Passage provided:
--- Start ---

From: | Tom Lane <tgl(at)sss(dot)pgh(dot)pa(dot)us> |
---|---|
To: | Thomas Munro <thomas(dot)munro(at)gmail(dot)com> |
Cc: | Laurenz Albe <laurenz(dot)albe(at)cybertec(dot)at>, Jim Finnerty <jfinnert(at)amazon(dot)com>, pgsql-hackers <pgsql-hackers(at)postgresql(dot)org> |
Subject: | Re: On disable_cost |
Date: | 2019-12-15 19:54:03 |
Message-ID: | 27168.1576439643@sss.pgh.pa.us |
Views: | Whole Thread | Raw Message | Download mbox | Resend email |
Thread: | |
Lists: | pgsql-hackers |
Thomas Munro <thomas(dot)munro(at)gmail(dot)com> writes:
> On Wed, Dec 11, 2019 at 7:24 PM Laurenz Albe <laurenz(dot)albe(at)cybertec(dot)at> wrote:
>> Doesn't that rely on a specific implementation of double precision (IEEE)?

--- End ---

Data shown:

--- Start ---

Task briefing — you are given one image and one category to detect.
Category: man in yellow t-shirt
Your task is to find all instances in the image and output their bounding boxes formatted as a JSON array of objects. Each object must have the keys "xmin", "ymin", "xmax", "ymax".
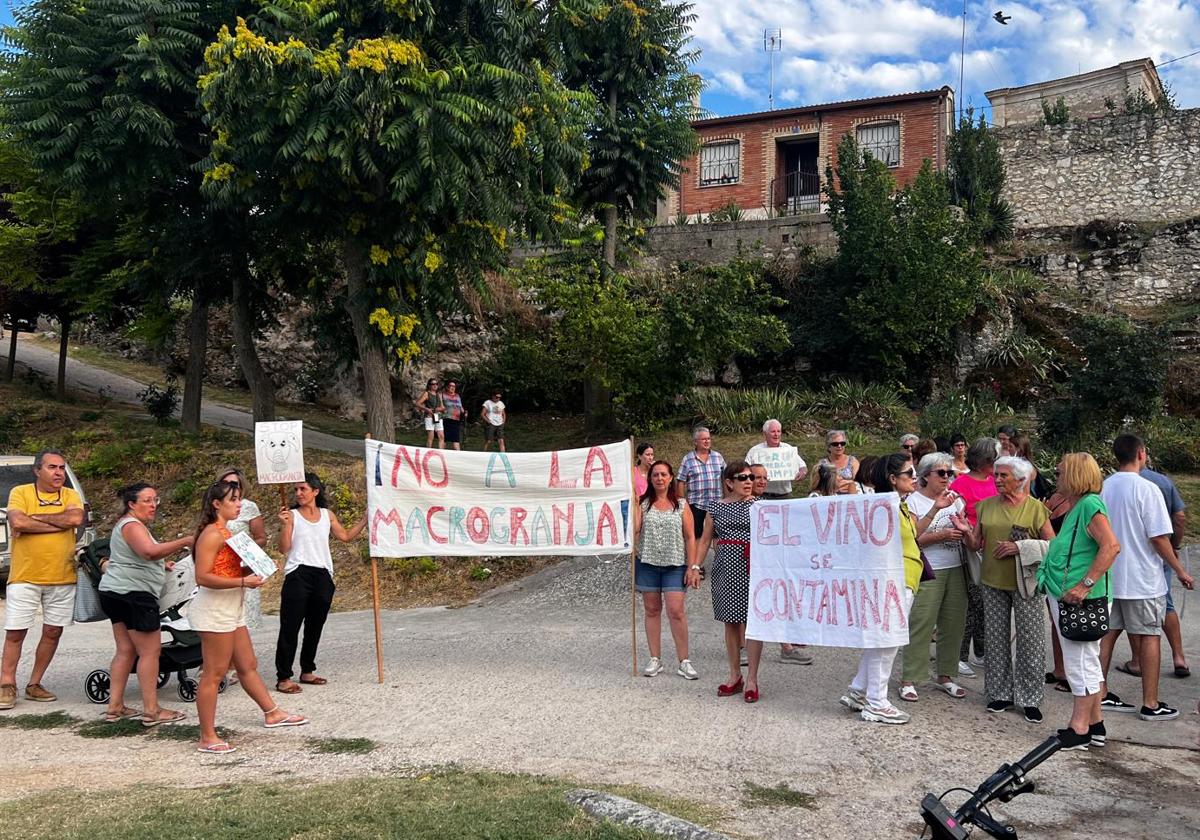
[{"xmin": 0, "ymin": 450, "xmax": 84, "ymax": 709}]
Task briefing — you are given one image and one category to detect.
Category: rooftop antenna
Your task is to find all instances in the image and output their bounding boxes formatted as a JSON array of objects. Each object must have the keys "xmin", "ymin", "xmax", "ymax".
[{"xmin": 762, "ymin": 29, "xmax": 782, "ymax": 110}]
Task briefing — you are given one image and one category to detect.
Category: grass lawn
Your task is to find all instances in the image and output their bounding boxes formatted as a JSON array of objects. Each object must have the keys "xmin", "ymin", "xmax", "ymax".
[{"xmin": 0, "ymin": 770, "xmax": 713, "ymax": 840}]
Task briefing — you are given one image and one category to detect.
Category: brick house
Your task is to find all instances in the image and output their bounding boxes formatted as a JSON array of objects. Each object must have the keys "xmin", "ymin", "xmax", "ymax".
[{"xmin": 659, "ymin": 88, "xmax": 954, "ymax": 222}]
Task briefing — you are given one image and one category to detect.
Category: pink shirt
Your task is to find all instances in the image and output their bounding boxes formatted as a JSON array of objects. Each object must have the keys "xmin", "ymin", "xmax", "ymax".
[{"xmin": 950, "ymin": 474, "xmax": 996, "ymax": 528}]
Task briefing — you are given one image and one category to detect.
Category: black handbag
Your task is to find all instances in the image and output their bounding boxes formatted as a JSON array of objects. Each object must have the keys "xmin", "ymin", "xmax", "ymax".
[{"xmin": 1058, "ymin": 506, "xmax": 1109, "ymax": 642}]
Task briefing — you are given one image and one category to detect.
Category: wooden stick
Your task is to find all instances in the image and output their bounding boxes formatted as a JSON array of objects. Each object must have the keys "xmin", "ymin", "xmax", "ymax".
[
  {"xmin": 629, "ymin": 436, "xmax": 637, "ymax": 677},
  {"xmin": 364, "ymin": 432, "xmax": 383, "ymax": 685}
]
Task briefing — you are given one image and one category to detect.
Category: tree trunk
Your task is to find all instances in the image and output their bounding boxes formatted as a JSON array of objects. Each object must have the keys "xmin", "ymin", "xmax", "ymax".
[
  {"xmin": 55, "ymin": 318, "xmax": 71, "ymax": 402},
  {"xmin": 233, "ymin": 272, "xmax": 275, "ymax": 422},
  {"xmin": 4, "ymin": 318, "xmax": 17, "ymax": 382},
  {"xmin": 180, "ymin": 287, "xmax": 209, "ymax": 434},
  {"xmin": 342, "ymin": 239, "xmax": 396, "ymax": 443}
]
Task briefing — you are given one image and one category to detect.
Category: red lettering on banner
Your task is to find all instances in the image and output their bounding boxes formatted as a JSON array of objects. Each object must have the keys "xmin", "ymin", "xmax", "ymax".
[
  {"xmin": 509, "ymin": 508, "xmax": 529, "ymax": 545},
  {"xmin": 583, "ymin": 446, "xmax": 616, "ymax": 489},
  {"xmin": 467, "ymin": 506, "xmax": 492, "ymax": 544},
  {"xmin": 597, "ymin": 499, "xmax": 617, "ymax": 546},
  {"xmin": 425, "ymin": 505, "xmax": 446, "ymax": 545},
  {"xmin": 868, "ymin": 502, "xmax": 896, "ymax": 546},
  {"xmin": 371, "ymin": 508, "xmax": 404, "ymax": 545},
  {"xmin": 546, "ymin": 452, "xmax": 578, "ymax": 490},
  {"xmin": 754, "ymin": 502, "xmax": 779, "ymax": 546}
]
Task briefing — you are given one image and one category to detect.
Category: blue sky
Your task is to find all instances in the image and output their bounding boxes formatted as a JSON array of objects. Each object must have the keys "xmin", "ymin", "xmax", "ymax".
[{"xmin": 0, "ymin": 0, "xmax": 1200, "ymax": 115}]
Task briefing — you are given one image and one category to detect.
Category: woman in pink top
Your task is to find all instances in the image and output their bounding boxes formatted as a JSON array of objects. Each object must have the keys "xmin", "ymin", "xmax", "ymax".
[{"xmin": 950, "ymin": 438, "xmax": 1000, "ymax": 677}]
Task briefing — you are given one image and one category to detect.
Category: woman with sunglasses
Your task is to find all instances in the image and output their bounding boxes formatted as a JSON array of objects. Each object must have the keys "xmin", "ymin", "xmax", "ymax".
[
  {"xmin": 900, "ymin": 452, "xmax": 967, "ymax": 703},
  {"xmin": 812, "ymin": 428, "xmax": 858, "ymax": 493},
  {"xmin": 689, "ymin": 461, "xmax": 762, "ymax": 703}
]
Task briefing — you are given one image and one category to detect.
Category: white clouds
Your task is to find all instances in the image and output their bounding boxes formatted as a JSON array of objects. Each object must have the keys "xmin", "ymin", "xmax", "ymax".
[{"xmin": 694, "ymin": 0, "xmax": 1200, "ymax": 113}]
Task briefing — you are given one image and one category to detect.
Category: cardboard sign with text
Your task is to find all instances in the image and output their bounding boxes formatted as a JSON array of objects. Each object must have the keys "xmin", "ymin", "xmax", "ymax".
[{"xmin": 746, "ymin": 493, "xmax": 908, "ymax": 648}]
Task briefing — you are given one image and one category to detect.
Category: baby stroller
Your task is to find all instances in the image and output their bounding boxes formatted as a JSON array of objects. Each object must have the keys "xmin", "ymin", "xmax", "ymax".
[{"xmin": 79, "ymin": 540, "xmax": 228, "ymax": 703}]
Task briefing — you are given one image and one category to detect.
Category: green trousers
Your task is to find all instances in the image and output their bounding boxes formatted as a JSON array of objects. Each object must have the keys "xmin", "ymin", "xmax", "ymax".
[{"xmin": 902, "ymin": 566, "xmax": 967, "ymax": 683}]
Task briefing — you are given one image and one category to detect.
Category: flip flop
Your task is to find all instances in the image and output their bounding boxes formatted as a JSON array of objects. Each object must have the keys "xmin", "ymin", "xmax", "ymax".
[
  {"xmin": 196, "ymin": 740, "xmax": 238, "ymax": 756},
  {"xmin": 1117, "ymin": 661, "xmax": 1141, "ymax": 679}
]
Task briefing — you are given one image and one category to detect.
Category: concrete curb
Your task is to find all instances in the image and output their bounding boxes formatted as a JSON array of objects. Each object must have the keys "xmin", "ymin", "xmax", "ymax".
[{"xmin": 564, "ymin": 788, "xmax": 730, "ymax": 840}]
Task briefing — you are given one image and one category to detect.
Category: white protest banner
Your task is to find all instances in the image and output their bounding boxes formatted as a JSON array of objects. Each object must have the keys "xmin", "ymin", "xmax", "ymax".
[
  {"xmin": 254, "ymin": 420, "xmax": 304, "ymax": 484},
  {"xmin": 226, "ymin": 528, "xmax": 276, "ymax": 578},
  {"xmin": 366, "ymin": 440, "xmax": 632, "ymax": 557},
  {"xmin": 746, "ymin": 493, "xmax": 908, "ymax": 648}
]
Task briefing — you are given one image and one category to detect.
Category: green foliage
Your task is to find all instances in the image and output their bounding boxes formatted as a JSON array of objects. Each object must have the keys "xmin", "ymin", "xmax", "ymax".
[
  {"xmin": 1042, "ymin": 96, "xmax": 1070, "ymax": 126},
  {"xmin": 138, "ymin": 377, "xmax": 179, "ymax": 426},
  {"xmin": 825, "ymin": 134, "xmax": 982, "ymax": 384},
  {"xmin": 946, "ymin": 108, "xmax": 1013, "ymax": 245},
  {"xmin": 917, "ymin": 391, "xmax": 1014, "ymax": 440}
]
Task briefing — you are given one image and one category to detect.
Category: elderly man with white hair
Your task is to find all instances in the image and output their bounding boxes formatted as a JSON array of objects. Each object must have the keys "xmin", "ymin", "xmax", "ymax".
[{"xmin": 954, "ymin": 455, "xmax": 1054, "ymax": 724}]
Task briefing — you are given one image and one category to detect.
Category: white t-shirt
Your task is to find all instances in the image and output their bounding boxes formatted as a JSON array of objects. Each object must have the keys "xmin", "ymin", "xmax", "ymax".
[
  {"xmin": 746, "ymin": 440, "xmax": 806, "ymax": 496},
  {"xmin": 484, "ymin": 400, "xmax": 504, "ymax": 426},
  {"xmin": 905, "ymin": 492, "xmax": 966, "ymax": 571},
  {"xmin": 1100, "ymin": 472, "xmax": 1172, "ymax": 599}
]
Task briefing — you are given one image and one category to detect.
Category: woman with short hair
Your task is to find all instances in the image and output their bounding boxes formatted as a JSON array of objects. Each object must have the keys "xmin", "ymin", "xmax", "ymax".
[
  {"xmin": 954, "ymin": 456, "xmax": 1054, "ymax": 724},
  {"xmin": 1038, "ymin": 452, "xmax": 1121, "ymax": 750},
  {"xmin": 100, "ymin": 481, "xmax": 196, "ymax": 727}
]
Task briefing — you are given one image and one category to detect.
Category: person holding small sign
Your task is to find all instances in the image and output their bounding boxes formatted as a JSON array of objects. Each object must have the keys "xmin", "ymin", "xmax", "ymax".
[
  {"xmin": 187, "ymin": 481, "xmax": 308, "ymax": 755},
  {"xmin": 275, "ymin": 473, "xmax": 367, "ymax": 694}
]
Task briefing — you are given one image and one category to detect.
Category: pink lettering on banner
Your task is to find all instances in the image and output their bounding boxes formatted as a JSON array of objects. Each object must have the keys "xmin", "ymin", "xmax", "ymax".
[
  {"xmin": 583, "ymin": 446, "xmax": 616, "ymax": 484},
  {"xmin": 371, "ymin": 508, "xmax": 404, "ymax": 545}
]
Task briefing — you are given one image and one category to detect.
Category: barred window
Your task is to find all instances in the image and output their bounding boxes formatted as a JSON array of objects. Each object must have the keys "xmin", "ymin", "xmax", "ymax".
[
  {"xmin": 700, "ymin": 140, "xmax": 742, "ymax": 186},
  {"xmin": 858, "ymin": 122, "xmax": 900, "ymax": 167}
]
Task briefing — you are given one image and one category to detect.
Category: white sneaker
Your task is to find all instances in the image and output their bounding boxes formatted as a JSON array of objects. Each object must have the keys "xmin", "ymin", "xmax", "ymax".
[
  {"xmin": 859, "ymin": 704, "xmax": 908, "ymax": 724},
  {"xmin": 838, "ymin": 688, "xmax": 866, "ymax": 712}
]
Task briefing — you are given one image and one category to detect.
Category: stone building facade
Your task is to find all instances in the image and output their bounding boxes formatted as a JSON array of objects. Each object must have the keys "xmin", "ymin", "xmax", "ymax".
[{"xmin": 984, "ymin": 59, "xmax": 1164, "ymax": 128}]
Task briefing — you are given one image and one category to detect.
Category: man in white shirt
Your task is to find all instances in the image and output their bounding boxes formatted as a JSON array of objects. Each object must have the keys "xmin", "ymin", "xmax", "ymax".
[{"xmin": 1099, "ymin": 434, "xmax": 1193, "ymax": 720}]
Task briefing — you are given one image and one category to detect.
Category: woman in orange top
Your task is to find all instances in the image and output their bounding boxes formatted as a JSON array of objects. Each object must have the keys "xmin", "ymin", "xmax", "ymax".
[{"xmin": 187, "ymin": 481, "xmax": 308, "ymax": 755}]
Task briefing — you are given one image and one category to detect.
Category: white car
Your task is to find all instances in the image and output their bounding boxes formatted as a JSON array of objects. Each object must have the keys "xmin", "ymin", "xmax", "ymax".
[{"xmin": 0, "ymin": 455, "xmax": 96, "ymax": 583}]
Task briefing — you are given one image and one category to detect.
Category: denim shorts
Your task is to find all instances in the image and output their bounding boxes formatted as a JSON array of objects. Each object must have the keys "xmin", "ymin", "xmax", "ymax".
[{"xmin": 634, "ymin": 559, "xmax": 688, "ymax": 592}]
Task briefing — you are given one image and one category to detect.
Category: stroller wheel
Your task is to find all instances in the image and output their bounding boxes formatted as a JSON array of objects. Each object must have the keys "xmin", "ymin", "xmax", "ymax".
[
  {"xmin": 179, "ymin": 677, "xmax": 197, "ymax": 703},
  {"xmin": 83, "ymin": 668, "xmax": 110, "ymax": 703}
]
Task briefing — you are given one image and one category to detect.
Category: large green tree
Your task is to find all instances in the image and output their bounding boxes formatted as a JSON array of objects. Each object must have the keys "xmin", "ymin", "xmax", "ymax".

--- End ---

What is asked:
A – What is the subject line of the disable_cost email?
B – Please pick up the disable_cost email after its last line and write what comes next in the message.

Results in order:
A – Re: On disable_cost

B –
>> I thought that we don't want to limit ourselves to platforms with IEEE floats.
> Just by the way, you might want to read the second last paragraph of
> the commit message for 02ddd499. The dream is over, we're never going
> to run on Vax.
Still, the proposed hack is doubling down on IEEE dependency in a way
that I quite dislike, in that (a) it doesn't just read float values
but generates new ones (and assumes that the hardware/libc will react in
a predictable way to them), (b) in a part of the code that has no damn
business having close dependencies on float format, and (c) for a gain
far smaller than what we got from the Ryu code.
We have had prior discussions about whether 02ddd499 justifies adding
more IEEE dependencies elsewhere. I don't think it does. IEEE 754
is not the last word that will ever be said on floating-point arithmetic,
any more than x86_64 is the last CPU architecture that anyone will ever
care about. We should keep our dependencies on it well circumscribed.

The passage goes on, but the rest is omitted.